Restyle

Just as people shift their tone depending on context, AI can alter the surface style of its outputs without changing their underlying content. Restyling makes a piece of writing, an image, or a song look or sound different while leaving its structure and meaning intact.

Restyling is convergent. While the surface level of the content changes, the substance stays the same. A blog post can be rewritten in a playful brand voice, a photo can adopt a watercolor effect, or a song can be filtered into a jazz arrangement. The function is not to create something new but to regenerate the same thing in a different skin.

The actual changes in style can be explicit or inferred. Users may pick a style directly via codes, palettes, tokens, or guides, or they may let the system infer intent through inline prompts like “Make it more formal” or by attaching a reference sample. The pattern works across modalities:

  • Writing: switch tone, voice, or register while keeping claims intact.
  • Images: apply a brand palette or emulate a reference look.
  • Audio: clean noise, change vocal style, or apply a genre.
  • Code and UI: align with linting rules or system tokens.
Example of changing the style on a single image to tell a brand story, by Dixonbaxi.com

Restyling sits alongside two adjacent patterns: Restructure alters structure while staying in the same medium, such as condensing or expanding text. Transform changes modality while keeping structure intact, such as turning a written outline into a slideshow. Together, they form a spectrum of control over form and presentation.

Information shown:
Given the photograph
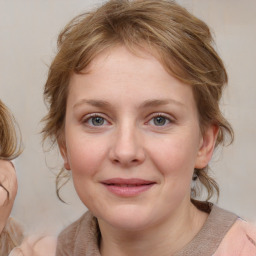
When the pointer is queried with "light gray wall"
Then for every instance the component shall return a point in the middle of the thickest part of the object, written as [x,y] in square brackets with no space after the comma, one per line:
[28,32]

List of tasks:
a) Decide whether each statement below agrees with the text on restyling, answering yes or no and quoting the words of the text that settle it.
(i) The function of restyling is to create something new.
(ii) Users can let the system infer intent by attaching a reference sample.
(iii) Transform changes modality while keeping structure intact.
b) Using the text on restyling, answer each question on its own line.
(i) What effect can a photo adopt?
(ii) For code and UI, what does restyling align with?
(iii) What example of Restructure is given?
c) Extend the text on restyling, starting after its final sentence.
The lines are material apart from the restyling text.

The results:
a)
(i) No: "The function is not to create something new but to regenerate the same thing in a different skin."
(ii) Yes: "or they may let the system infer intent through inline prompts like “Make it more formal” or by attaching a reference sample"
(iii) Yes: "Transform changes modality while keeping structure intact"

b)
(i) A watercolor effect.
(ii) Linting rules or system tokens.
(iii) Condensing or expanding text.

c)
Design considerations

  • Separate style from structure. Restyle should not change claims, sequence, or layout of the underlying content. Clearly separate actions that change the presentation of content from actions that change its substance.
  • Use preset actions for quick access. Restyle actions built into the interface like “Make more casual” let users play around with stylistic choices without needing to have a specific goal or reference in mind.
  • Offer intensity, not just on or off. People need gradations. Provide tiers or a slider, for example “slight, medium, strong,” for tone or visual effects. This reduces back-and-forth regenerations and helps teams hold a consistent look while still exploring.
  • Support easy defaults or advanced customization. Demonstrate the power of your restyling capabilities with sample galleries anyone can choose from. For more advanced users, allow the cloning or creation of custom styles, easily accessible from personal galleries.
  • Incentivize social remixing. Let users see what style tokens were used for featured content in galleries or direct links. Seed tokens and profiles give users reason to share their creations and bring others inspired by their work into the product experience.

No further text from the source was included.